■ Exercise requirements: Continue the forum thread about finding the site's rules, starting right after its last sentence.

■ Excerpted passage:
/---

# Location Of Rules



## mogie (Jun 29, 2007)

Could someone please tell me where is a list of rules, bylaws, or whatever you want to call them for this site. I can't find them.

You know what is permitted and what isn't. It would be nice to know what I can and can't do so I don't get kicked off of here.


----------



## NO GROW (Jun 29, 2007)

You guys/girls are killing me with all this talk of being banned......LMAO


----------



## mogie (Jun 29, 2007)

Another site posts this "Admin reserves the right to remove posts that involve drug trafficking or are insulting or provocative."


Are there any special codes/tags I can use to format my posts?
What is email notification?
What are smilies?
Code Buttons and Clickable Smilies
How do I create and vote in polls?
What Are Attachments?
What are message icons?
Can I edit my own posts?
What Are Moderators?
Why have some of the words in my post been blanked?
 This is helpful. Explains in detail the what and why. Anyone can at their leisure explore this.


----------



## mogie (Jun 29, 2007)

This is another set of rules.

By using these Forums, you agree to the following: 


You must be at least 18 years of age or older to register at The Medical Garden, Inc. Forums. Should a younger age be revealed on the forums the underage member will be immediately banned. 

You will not post any material that is knowingly false, misleading, or inaccurate.

\---

■ Extracted data:
/---

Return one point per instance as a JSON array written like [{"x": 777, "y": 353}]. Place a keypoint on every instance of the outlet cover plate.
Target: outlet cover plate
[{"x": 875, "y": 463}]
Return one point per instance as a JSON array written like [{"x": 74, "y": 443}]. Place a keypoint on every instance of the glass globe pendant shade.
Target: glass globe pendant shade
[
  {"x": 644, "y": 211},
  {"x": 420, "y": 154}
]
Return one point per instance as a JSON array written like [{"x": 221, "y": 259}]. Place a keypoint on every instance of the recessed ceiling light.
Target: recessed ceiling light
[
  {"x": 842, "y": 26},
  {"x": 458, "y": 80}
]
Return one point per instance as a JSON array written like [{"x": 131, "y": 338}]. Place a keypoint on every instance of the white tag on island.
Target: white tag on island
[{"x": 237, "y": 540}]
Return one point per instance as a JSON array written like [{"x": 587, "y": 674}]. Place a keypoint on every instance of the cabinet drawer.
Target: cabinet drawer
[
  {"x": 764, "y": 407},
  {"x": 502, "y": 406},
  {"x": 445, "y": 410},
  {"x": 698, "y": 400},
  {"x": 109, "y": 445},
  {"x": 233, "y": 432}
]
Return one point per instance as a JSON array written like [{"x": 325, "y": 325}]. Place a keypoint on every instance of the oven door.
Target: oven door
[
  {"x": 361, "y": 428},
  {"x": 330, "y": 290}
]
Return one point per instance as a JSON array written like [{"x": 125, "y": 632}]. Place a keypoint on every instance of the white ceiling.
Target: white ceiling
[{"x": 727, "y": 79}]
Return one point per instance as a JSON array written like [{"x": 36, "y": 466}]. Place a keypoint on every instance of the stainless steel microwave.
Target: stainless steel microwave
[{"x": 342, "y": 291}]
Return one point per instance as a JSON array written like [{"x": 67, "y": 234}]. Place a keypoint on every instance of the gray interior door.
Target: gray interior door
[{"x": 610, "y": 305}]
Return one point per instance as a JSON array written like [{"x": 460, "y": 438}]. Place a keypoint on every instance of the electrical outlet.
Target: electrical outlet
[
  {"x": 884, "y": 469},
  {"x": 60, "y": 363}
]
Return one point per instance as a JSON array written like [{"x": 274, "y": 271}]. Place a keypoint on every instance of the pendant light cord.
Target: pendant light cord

\---

■ Output of the exercise:
You will not behave in an abusive and/or hateful manner, and will not harass, threaten, nor attack anyone or any group. There will be no racially, sexually or physically abusive or inciteful language tolerated. Any abusive comments made by members will be removed by the Moderating staff and the user issued with a warning or banned, as deemed appropriate by the Moderating staff. No personal attacks on other members will be tolerated. If you question someone, it must be done in a reasonable and semi-friendly manner. Violating this rule will be grounds for suspension and/or permanent removal from the board. 

The use of profanity in our forums is strongly frowned upon however we do not engage in censorship. Excessive use profanity will result in warning and eventual banning. We will not allow any post with language or content that is obscene, sexually oriented, or sexually suggestive nor links to sites that contain such content. 

You will respect other people's right to personal privacy and will not post any other person's identifying information (including their names, contact information, and any other relevant information including Private Message contents) within the forum but your own.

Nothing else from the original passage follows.